Tekstfragment:
■ ■ ■ ■ ■

Het hof oordeelde dat de voorzieningenrechter terecht had geoordeeld dat er geen sprake was van een schending van de waarheidsplicht die tot opheffing van de beslagen zou moeten leiden. De grieven van de appellanten werden verworpen, en het hof bekrachtigde het vonnis van de voorzieningenrechter. De kosten van het hoger beroep werden aan de appellanten opgelegd, inclusief rente en nakosten.

Uitspraak

GERECHTSHOF DEN HAAG

Afdeling Civiel recht
Zaaknummer : 200.282.518/01
Zaaknummer rechtbank : C/10/597840 / KG ZA 20-475
arrest in kort geding van 20 april 2021
inzake

1.Beheer- en Beleggingsmaatschappij Bela B.V.,

gevestigd te Gorinchem,
hierna: Bela,
2. [appellant 2]
wonende te [woonplaats] ,
hierna: [appellant 2] ,
appellanten,
advocaat: mr. J.C.J. Wouters te Hilversum,
tegen
Stichting Continuïteit Citadel Groep,
gevestigd te Hilversum,
hierna: Citadel,
geïntimeerde,
advocaat: mr. J.W. de Groot.

■ ■ ■ ■ ■

(Records voor het labelen van begrenzingskaders)

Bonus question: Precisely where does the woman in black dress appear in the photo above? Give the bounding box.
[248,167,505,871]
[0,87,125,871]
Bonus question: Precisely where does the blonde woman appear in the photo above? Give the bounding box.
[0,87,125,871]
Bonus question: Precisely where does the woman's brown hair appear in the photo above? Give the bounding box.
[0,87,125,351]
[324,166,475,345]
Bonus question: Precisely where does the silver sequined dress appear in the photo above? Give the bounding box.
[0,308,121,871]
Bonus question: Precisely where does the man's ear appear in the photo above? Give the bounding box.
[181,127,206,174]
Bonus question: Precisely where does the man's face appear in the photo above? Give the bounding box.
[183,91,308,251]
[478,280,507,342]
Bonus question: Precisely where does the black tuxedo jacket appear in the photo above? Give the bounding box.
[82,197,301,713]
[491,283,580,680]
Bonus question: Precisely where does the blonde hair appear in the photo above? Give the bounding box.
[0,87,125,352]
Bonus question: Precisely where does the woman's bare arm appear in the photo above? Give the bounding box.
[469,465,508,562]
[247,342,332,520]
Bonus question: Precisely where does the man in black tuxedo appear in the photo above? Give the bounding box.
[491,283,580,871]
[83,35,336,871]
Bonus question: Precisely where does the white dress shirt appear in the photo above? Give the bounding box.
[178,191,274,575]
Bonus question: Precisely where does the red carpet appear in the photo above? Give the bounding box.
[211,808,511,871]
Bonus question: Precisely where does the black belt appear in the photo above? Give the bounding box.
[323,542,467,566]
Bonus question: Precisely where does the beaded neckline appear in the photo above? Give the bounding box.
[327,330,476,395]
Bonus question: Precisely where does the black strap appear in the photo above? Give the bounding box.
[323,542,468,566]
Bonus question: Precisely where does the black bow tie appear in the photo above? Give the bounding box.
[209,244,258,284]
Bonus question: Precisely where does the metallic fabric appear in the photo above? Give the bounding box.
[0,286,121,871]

■ ■ ■ ■ ■

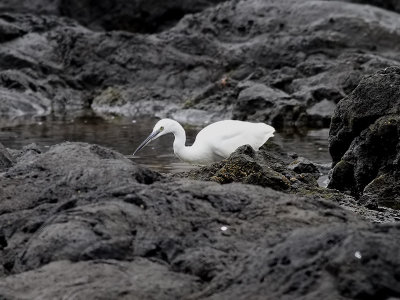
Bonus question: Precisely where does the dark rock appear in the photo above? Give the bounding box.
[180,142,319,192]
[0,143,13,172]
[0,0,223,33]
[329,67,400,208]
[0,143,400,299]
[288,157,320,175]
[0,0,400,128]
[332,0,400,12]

■ ■ ■ ■ ■

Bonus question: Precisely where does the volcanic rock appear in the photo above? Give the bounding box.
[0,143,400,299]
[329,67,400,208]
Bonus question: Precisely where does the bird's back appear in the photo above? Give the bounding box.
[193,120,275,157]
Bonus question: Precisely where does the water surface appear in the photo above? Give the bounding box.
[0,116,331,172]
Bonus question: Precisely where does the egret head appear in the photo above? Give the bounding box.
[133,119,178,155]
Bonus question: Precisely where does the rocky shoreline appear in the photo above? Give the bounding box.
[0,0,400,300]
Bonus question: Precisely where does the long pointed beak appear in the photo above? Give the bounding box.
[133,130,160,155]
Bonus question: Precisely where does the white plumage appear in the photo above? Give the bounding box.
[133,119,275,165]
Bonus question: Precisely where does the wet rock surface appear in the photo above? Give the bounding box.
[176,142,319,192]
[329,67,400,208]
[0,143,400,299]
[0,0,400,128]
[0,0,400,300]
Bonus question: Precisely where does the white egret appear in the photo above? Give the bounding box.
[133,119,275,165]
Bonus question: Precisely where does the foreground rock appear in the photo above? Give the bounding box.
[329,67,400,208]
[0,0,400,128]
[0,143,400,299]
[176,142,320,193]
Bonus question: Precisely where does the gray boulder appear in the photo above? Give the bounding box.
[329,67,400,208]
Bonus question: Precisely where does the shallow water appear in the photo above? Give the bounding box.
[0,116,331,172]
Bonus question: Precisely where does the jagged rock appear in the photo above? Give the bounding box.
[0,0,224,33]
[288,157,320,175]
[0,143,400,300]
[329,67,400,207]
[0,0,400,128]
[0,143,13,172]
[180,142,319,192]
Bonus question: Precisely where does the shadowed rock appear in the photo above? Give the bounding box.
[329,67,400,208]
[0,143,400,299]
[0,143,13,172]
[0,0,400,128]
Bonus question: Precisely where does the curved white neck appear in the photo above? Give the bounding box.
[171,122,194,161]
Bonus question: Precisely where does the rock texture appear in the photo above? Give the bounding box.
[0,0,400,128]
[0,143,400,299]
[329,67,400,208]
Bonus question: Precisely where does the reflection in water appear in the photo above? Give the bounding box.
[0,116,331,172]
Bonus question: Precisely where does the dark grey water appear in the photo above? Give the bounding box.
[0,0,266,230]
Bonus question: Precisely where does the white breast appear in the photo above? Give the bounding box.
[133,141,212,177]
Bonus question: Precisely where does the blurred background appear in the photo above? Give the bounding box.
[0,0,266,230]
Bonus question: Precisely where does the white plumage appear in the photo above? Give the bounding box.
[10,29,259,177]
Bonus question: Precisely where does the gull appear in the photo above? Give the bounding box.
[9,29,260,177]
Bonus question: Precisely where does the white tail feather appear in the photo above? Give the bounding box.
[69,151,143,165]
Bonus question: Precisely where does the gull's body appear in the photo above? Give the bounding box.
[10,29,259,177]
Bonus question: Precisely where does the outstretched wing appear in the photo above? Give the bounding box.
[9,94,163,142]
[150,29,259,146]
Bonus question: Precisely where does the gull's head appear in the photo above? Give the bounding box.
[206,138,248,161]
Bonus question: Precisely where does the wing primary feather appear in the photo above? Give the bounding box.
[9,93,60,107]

■ ■ ■ ■ ■

Uit te voeren:
• A. Aan wie legde het hof volgens de uitspraak van het Gerechtshof Den Haag de kosten van het hoger beroep op?
• B. Schrijf de uitspraak van het Gerechtshof Den Haag verder, aansluitend op de laatste regel met de advocaat van Citadel.

Antwoorden opdrachten:
• A. Aan de appellanten, inclusief rente en nakosten.

• B.
1.Het geding

1.1
Bij exploot van 24 augustus 2020, met productie, zijn Bela en [appellant 2] in hoger beroep gekomen van het door de voorzieningenrechter in de rechtbank Rotterdam gewezen vonnis van 3 augustus 2020. Daarbij hebben zij vijf grieven aangevoerd en gevorderd dat het hof bij arrest, uitvoerbaar bij voorraad, het bestreden vonnis zal vernietigen, alsnog de vordering tot opheffing van door Citadel gelegde beslagen zal toewijzen, met veroordeling van Citadel in de kosten van beide instanties en met veroordeling van Citadel tot terugbetaling van hetgeen Bela en [appellant 2] ter uitvoering van het bestreden vonnis hebben voldaan.
1.2
Bij memorie van antwoord heeft Citadel de grieven bestreden en producties overgelegd en geconcludeerd tot bekrachtiging van het bestreden vonnis, met hoofdelijke veroordeling – uitvoerbaar bij voorraad – van Bela en [appellant 2] in de kosten van het hoger beroep, waaronder de nakosten, met rente.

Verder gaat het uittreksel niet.